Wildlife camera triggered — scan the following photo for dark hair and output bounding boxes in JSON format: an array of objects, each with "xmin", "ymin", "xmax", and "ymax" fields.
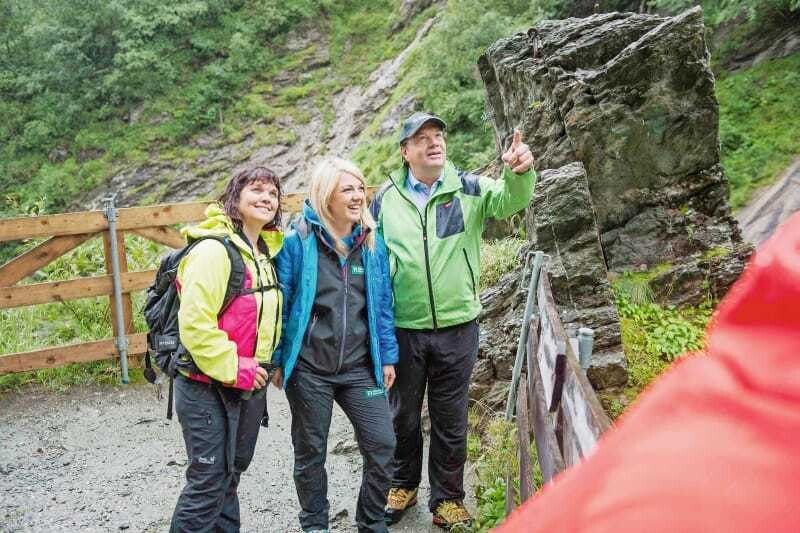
[{"xmin": 218, "ymin": 166, "xmax": 282, "ymax": 231}]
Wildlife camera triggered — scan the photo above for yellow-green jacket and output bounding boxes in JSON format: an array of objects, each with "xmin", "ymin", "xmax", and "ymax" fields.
[
  {"xmin": 176, "ymin": 204, "xmax": 283, "ymax": 389},
  {"xmin": 371, "ymin": 161, "xmax": 535, "ymax": 329}
]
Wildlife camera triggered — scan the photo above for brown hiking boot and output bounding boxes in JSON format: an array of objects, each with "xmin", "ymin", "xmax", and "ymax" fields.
[
  {"xmin": 432, "ymin": 500, "xmax": 473, "ymax": 530},
  {"xmin": 384, "ymin": 487, "xmax": 418, "ymax": 525}
]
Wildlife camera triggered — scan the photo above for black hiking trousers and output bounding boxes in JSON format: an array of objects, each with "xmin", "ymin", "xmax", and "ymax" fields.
[
  {"xmin": 285, "ymin": 366, "xmax": 396, "ymax": 533},
  {"xmin": 170, "ymin": 375, "xmax": 265, "ymax": 533},
  {"xmin": 390, "ymin": 319, "xmax": 479, "ymax": 511}
]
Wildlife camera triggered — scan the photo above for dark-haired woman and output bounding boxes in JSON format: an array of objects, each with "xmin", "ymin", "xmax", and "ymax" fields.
[{"xmin": 169, "ymin": 166, "xmax": 283, "ymax": 532}]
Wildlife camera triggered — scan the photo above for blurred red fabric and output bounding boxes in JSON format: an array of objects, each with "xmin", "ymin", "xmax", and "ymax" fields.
[{"xmin": 495, "ymin": 212, "xmax": 800, "ymax": 533}]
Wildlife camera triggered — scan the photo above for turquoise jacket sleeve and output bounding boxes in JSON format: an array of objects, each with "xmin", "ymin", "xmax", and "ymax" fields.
[
  {"xmin": 375, "ymin": 236, "xmax": 399, "ymax": 366},
  {"xmin": 273, "ymin": 233, "xmax": 300, "ymax": 367}
]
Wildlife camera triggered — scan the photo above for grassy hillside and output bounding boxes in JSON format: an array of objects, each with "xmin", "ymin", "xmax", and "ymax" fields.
[
  {"xmin": 2, "ymin": 0, "xmax": 797, "ymax": 215},
  {"xmin": 717, "ymin": 54, "xmax": 800, "ymax": 208},
  {"xmin": 0, "ymin": 0, "xmax": 425, "ymax": 217}
]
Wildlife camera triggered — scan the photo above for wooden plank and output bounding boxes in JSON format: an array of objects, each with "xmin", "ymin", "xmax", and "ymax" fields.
[
  {"xmin": 516, "ymin": 375, "xmax": 535, "ymax": 502},
  {"xmin": 103, "ymin": 231, "xmax": 133, "ymax": 334},
  {"xmin": 0, "ymin": 203, "xmax": 206, "ymax": 241},
  {"xmin": 528, "ymin": 341, "xmax": 566, "ymax": 484},
  {"xmin": 0, "ymin": 333, "xmax": 148, "ymax": 373},
  {"xmin": 536, "ymin": 271, "xmax": 567, "ymax": 412},
  {"xmin": 0, "ymin": 211, "xmax": 110, "ymax": 242},
  {"xmin": 115, "ymin": 202, "xmax": 211, "ymax": 233},
  {"xmin": 559, "ymin": 339, "xmax": 613, "ymax": 467},
  {"xmin": 0, "ymin": 233, "xmax": 96, "ymax": 286},
  {"xmin": 130, "ymin": 226, "xmax": 185, "ymax": 249},
  {"xmin": 0, "ymin": 270, "xmax": 155, "ymax": 309},
  {"xmin": 0, "ymin": 189, "xmax": 378, "ymax": 242}
]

------------------------------------------------

Write out all the entries again, word for word, and print no images.

_The answer:_
Wildlife camera triggered — scan the following photo for dark hair and output bounding boxes in JSON format: an array of objects, each with "xmin", "ymin", "xmax", and "ymax" fields.
[{"xmin": 218, "ymin": 166, "xmax": 282, "ymax": 231}]
Wildlife camera triggered — scan the photo above for yellow-green jacket and output bounding boxes in JSON format: an array of objects, each with "xmin", "ymin", "xmax", and "ymax" fields.
[
  {"xmin": 176, "ymin": 204, "xmax": 283, "ymax": 389},
  {"xmin": 371, "ymin": 161, "xmax": 535, "ymax": 329}
]
Wildlife camera triggered — scan the photo above for brown hiking boot and output bounding boxes in JSON format: an array of objects, each with "xmin", "ymin", "xmax", and "ymax" fields.
[
  {"xmin": 432, "ymin": 500, "xmax": 473, "ymax": 530},
  {"xmin": 384, "ymin": 487, "xmax": 418, "ymax": 525}
]
Wildlife camera triggered — scan the photo above for black hiking trousers and output bounding boxes in JSON format: an array of objects, each with "xmin", "ymin", "xmax", and "ymax" fields.
[
  {"xmin": 285, "ymin": 366, "xmax": 396, "ymax": 533},
  {"xmin": 170, "ymin": 375, "xmax": 265, "ymax": 533},
  {"xmin": 390, "ymin": 319, "xmax": 479, "ymax": 511}
]
Wildlife camera triggered — scan the photo above for dark-haired woman and output bounding boxes in JSON format: an array of objects, each with "xmin", "ymin", "xmax", and "ymax" fields.
[{"xmin": 169, "ymin": 166, "xmax": 283, "ymax": 532}]
Wildlife camera triggered — scan the photo above for blurred red fabric and output bounding boxes in JSON format: an array of objects, each with "xmin", "ymin", "xmax", and "ymax" fields.
[{"xmin": 495, "ymin": 212, "xmax": 800, "ymax": 533}]
Wildlife camera triggered — scan the photo above for turquoise jacket sleeve and output bounding boxes in JSON format: an array of objects, each with "xmin", "ymin", "xmax", and "ymax" fields.
[
  {"xmin": 375, "ymin": 236, "xmax": 399, "ymax": 366},
  {"xmin": 273, "ymin": 233, "xmax": 300, "ymax": 367}
]
Wildlife camera triggered — scan the photo above for grassy hillside and output bounding boxes in JSON format: an array of objects, each with "xmin", "ymin", "xmax", and "ymax" fields.
[
  {"xmin": 2, "ymin": 0, "xmax": 797, "ymax": 215},
  {"xmin": 717, "ymin": 54, "xmax": 800, "ymax": 208},
  {"xmin": 0, "ymin": 0, "xmax": 425, "ymax": 217}
]
Wildlife camera triggered — scan the photo above for wooden plank and output bounding boxes in JSON format: an array of objects, each with "xmin", "ymin", "xmax", and "ymax" fields.
[
  {"xmin": 516, "ymin": 375, "xmax": 535, "ymax": 502},
  {"xmin": 103, "ymin": 231, "xmax": 133, "ymax": 334},
  {"xmin": 0, "ymin": 203, "xmax": 206, "ymax": 241},
  {"xmin": 528, "ymin": 341, "xmax": 566, "ymax": 484},
  {"xmin": 0, "ymin": 333, "xmax": 148, "ymax": 373},
  {"xmin": 536, "ymin": 271, "xmax": 567, "ymax": 412},
  {"xmin": 0, "ymin": 211, "xmax": 110, "ymax": 242},
  {"xmin": 115, "ymin": 202, "xmax": 211, "ymax": 233},
  {"xmin": 559, "ymin": 339, "xmax": 613, "ymax": 467},
  {"xmin": 0, "ymin": 233, "xmax": 96, "ymax": 286},
  {"xmin": 130, "ymin": 226, "xmax": 185, "ymax": 249},
  {"xmin": 0, "ymin": 270, "xmax": 155, "ymax": 309},
  {"xmin": 0, "ymin": 189, "xmax": 378, "ymax": 242}
]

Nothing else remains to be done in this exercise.